These days, I’m encountering so many people in our state’s once-remote precincts that I can hardly get a moment’s peace. The marijuana-industrial complex is relentlessly pushing into the lightly populated regions I favor; the noise of their trucks—bringing in soil, shipping out the finished product—disturbs my sleep. And the epidemic of NIMBYism preventing Californians from building sufficient housing in urban regions is forcing more and more people to build in places near my remote haunts. Some days, the traffic on State Route 299, the main artery for those of us who haunt the lands between Redding and Arcata, can be bumper-to-bumper.

Then there’s the homelessness problem, which everyone except Gov. Jerry Brown thinks is an emergency. The homeless issue isn’t just in the middle of big cities or under freeways. I can’t walk a ridge or wade through a creek in state or federal lands without running into a new homeless encampment. People are pitching tents and trying to survive anywhere camping is legal, and quite a few places where it isn’t.

Extracted records |

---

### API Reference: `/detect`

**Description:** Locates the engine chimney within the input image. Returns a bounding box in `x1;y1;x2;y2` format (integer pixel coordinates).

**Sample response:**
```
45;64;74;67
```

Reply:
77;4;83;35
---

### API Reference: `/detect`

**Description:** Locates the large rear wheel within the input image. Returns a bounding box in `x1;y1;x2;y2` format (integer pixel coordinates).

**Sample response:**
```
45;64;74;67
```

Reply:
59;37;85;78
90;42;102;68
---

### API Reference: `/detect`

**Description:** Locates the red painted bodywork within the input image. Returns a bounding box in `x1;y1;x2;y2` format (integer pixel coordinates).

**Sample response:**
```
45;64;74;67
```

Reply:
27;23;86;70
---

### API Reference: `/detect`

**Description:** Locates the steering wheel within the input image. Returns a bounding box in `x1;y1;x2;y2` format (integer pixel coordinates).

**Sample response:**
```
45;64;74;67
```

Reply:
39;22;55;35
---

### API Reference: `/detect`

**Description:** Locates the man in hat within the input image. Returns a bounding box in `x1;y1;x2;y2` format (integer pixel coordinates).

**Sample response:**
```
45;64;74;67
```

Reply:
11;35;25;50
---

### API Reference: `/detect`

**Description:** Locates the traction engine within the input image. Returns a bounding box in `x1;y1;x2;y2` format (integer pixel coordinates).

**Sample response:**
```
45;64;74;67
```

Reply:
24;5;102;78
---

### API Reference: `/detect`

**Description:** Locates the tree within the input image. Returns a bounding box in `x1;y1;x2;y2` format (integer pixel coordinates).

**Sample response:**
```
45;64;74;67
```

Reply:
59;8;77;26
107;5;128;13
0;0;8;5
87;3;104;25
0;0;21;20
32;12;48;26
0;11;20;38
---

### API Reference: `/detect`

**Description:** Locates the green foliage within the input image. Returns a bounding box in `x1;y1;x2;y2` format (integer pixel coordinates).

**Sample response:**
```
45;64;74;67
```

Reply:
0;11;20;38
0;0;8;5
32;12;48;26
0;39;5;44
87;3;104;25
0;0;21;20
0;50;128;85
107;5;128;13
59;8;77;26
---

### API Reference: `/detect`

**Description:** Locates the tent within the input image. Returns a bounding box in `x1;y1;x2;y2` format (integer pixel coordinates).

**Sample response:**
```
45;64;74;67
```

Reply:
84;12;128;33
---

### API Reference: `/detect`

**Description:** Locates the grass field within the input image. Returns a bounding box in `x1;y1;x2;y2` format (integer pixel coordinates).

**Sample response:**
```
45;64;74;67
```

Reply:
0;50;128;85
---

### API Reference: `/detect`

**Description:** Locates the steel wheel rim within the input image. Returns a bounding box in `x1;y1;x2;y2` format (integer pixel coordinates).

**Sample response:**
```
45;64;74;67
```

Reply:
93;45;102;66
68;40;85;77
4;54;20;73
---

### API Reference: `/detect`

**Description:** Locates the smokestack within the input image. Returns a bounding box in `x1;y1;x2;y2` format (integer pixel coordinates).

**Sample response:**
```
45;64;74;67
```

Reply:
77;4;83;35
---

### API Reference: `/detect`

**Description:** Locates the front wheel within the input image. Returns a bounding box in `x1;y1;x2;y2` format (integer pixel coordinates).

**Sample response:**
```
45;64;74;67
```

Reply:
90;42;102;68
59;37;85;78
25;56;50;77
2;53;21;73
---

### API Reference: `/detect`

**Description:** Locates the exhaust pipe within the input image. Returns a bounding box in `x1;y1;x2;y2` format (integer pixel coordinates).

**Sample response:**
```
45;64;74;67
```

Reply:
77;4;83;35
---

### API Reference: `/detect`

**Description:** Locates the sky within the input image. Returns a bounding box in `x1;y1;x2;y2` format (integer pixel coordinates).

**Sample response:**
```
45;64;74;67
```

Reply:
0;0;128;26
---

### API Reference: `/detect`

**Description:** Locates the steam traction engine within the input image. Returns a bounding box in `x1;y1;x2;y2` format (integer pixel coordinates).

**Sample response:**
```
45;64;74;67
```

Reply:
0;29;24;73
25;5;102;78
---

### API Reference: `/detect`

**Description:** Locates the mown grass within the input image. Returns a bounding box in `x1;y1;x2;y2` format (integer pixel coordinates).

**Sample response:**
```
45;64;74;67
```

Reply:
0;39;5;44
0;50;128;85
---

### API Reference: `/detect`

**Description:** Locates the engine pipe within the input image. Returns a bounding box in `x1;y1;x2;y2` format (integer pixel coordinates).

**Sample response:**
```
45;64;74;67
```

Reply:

Explore the material |
1. From the passage about crowding in California's remote regions, list every named place, including any named road.
2. Please carry on the passage about crowding in California's remote regions, picking up after its last sentence.

Task answers |
1. State Route 299, Redding, Arcata

2.
The presence of more people on hillsides and forests is adding to the risk of giant wildfires at a dangerous time. The drought has dried up waterways and turned brush and trees into kindling. And while I’m more of a coastal guy, I do enjoy roaming the western Sierra, especially in the Oroville area, but the death of millions of trees there—from beetles and drought and climate change—has made some familiar landscapes almost unrecognizable. The erosion is extreme in many wild places, including Bluff Creek, where that video was shot of me nearly 50 years ago. Californians are now running roughshod over the neck of my woods.

I find these intrusions on my wild existence so depressing that lately I’ve been cheering myself up by spending more time intruding on your cities, particularly in settings where I fit in. I caught a number of Bernie Sanders rallies in the East Bay and Central Valley earlier this year. And men are so allergic to shaving in the hipster havens of San Francisco and Los Angeles that I’ve found that, if I wear a beanie hat, skinny jeans, and custom-made sneakers, no one pays me any attention.

… we must be careful to acknowledge and respect unknown places—and hold to a healthy fear that keeps us from treading too heavily where we do not belong.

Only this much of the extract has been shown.